Records for identifying positions:
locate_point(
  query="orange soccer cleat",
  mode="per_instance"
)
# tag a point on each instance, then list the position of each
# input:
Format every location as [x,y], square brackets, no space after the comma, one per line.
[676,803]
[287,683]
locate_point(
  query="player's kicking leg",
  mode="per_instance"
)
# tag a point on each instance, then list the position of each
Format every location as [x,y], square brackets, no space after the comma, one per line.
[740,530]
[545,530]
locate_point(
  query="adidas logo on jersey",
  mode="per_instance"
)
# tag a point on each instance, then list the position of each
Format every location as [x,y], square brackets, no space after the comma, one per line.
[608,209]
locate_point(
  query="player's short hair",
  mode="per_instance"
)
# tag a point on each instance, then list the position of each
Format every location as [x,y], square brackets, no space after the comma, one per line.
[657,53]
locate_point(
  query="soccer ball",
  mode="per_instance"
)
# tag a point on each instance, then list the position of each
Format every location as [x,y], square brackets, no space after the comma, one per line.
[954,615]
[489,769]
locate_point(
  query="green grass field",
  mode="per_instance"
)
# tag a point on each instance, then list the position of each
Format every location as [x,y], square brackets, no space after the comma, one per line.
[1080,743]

--

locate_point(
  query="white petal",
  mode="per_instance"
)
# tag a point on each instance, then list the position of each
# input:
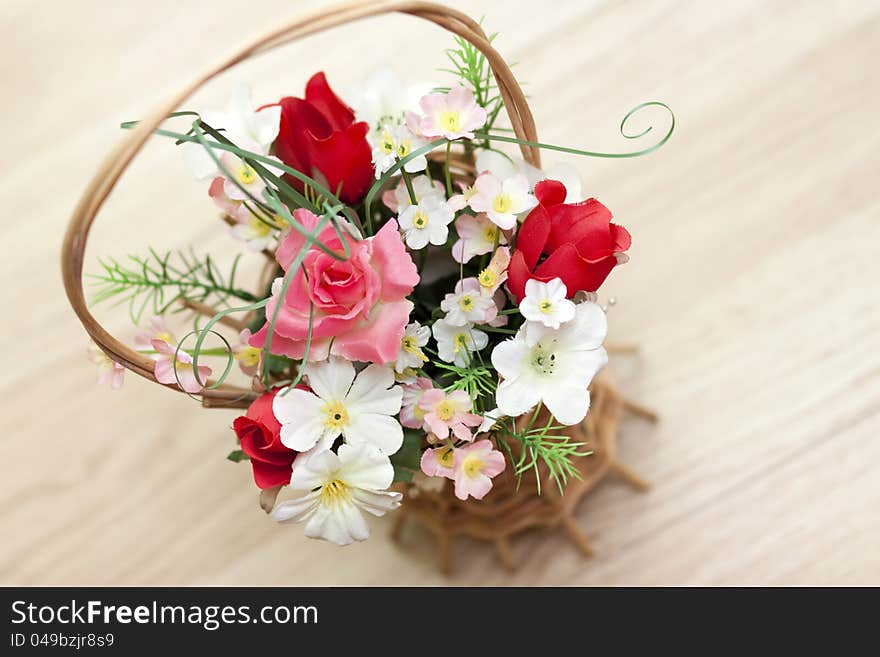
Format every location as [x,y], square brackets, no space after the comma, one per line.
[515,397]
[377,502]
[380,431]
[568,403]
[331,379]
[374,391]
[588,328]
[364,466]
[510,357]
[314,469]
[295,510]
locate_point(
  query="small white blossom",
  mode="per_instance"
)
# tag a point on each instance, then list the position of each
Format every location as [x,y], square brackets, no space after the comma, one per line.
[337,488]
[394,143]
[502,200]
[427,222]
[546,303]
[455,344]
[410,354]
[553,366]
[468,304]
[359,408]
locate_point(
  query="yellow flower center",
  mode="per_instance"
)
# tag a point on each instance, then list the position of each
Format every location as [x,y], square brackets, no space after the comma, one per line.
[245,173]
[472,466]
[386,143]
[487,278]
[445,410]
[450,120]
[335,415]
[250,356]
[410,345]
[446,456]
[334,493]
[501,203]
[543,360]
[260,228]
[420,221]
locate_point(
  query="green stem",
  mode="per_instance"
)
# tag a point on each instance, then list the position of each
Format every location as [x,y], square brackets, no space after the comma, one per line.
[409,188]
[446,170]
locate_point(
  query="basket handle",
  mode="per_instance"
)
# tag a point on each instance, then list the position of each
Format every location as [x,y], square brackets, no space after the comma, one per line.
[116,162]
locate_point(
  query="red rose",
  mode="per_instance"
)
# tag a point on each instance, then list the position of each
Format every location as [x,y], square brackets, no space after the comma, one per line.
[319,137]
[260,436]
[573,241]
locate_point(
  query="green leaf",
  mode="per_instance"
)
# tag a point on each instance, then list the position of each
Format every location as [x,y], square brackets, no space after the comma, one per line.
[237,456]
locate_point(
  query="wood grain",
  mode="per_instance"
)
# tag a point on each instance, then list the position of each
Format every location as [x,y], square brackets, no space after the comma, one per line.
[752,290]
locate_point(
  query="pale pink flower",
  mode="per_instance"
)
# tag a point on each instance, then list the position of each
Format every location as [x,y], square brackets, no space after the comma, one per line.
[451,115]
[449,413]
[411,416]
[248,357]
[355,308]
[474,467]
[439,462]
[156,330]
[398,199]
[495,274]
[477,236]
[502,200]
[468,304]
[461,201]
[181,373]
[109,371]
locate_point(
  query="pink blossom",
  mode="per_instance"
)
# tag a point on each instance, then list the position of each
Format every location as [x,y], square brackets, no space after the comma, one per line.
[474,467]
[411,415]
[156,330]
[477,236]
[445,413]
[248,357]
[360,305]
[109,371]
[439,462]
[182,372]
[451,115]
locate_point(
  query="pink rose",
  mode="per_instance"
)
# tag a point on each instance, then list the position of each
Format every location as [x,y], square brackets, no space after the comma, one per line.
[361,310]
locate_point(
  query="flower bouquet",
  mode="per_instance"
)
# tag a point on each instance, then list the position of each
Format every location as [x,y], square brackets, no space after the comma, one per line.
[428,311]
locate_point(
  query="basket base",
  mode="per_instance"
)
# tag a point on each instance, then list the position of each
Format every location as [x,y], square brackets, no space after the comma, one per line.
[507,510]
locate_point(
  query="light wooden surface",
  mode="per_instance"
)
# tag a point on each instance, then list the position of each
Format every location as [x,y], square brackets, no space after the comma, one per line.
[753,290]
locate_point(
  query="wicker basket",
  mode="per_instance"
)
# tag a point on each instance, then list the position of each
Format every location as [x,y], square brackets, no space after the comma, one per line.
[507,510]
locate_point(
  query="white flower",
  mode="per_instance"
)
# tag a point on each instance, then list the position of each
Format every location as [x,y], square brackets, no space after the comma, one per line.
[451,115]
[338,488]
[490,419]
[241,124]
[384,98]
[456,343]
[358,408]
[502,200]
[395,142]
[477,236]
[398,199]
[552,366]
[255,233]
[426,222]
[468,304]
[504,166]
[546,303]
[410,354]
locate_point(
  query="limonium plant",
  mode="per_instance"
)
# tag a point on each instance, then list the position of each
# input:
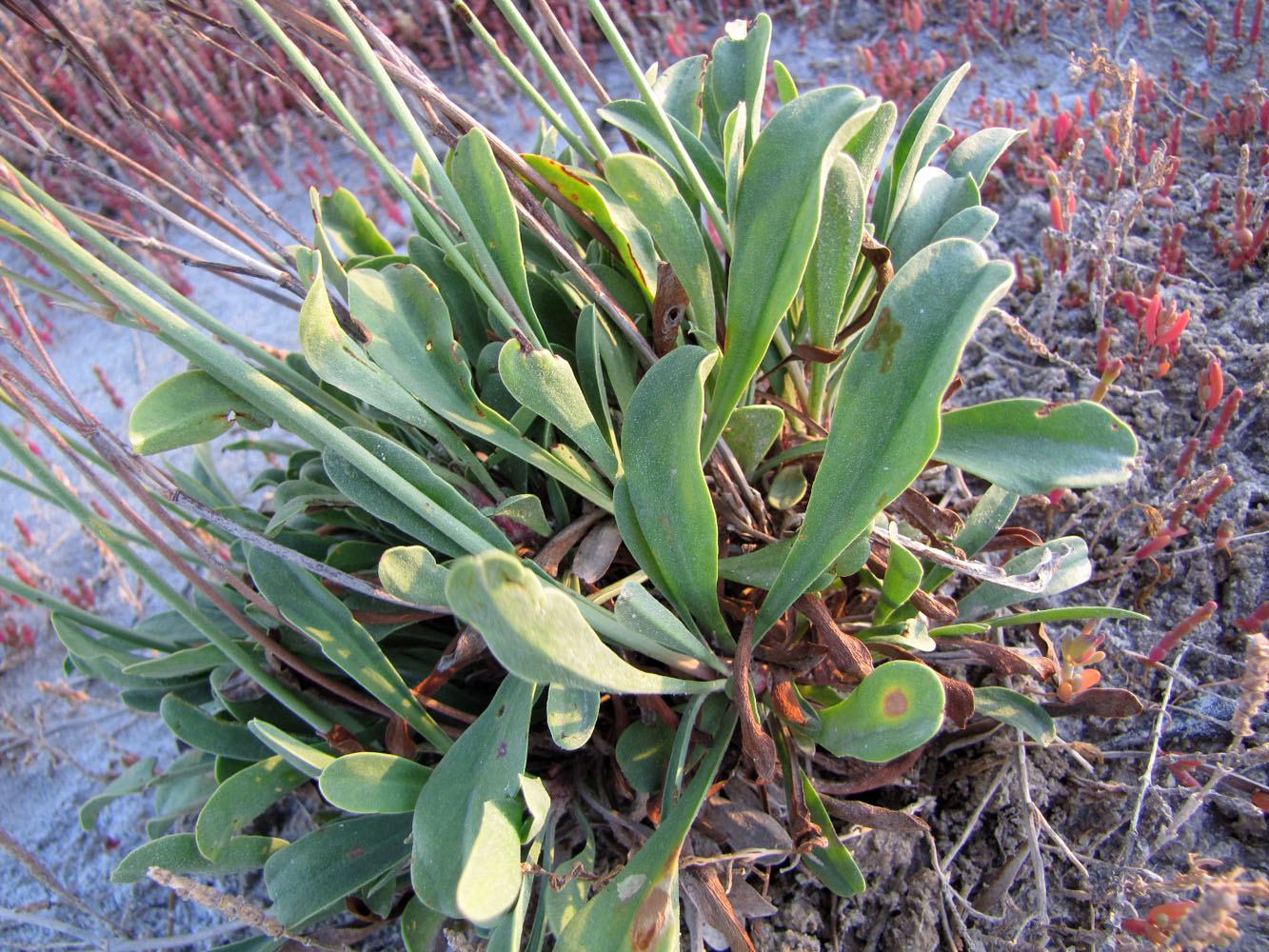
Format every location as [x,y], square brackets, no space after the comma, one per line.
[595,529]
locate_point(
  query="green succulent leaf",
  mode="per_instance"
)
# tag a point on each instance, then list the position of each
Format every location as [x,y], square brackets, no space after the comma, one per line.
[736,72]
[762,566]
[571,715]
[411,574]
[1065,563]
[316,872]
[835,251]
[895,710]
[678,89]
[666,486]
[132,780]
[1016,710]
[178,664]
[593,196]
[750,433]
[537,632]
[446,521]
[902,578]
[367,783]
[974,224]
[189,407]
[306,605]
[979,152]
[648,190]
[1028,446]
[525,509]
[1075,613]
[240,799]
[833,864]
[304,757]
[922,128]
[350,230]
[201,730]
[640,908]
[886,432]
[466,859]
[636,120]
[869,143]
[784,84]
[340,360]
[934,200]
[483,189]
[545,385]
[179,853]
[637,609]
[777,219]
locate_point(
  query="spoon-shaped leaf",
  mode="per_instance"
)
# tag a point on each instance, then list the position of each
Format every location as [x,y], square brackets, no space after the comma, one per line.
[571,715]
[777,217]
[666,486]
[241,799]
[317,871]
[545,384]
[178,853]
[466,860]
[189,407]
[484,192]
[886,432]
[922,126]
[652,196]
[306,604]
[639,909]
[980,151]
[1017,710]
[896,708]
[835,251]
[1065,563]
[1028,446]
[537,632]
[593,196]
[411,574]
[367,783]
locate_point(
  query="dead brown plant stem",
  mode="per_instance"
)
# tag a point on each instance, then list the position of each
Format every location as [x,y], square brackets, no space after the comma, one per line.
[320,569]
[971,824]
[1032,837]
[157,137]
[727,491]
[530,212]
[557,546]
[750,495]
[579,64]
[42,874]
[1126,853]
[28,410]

---

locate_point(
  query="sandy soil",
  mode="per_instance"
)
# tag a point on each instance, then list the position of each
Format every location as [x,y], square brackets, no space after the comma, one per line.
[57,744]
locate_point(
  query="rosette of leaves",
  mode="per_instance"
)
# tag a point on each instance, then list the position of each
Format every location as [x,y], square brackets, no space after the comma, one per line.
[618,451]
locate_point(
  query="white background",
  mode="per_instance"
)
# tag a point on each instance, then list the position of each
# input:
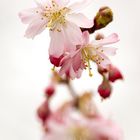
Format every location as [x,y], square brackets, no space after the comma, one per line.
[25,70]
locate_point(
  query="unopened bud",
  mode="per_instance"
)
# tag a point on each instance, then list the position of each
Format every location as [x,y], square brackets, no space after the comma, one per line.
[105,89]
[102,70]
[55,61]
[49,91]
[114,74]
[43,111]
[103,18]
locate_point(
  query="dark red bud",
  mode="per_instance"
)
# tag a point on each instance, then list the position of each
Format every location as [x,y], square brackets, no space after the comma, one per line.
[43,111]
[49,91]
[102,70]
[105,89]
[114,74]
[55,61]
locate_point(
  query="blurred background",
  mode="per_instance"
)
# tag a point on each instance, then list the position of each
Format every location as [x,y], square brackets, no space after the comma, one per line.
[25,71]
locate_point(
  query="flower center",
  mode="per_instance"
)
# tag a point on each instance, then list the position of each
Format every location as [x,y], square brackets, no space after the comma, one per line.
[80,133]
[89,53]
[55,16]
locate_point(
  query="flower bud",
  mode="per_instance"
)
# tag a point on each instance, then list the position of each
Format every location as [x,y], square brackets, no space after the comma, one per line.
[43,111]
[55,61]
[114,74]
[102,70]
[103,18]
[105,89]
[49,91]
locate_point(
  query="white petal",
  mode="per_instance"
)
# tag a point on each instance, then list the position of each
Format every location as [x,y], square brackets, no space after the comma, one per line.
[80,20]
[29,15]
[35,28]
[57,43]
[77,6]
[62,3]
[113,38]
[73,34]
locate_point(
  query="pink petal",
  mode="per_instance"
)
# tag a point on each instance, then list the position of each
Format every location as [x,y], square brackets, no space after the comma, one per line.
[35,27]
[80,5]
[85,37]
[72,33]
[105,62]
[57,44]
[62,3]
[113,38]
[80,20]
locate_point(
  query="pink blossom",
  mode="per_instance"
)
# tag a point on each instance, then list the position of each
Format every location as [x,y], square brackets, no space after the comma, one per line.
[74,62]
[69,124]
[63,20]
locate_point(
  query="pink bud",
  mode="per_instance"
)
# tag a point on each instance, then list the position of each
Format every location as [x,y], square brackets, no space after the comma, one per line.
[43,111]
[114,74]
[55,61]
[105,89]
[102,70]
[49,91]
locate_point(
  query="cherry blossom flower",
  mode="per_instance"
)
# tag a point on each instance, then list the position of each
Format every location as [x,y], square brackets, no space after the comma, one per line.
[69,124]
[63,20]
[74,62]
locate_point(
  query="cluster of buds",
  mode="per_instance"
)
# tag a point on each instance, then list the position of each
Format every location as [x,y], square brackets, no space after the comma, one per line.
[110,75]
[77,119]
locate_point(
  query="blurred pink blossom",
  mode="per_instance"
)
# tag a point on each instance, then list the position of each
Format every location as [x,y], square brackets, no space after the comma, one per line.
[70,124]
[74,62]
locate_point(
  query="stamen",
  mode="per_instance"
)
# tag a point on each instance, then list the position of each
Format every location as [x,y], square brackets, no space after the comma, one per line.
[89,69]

# [TO DO]
Identify each line in the records that contains the word "background", with case counting, and copy every such line.

# [CORRECT RESPONSE]
  query="white background",
  query="blurred background",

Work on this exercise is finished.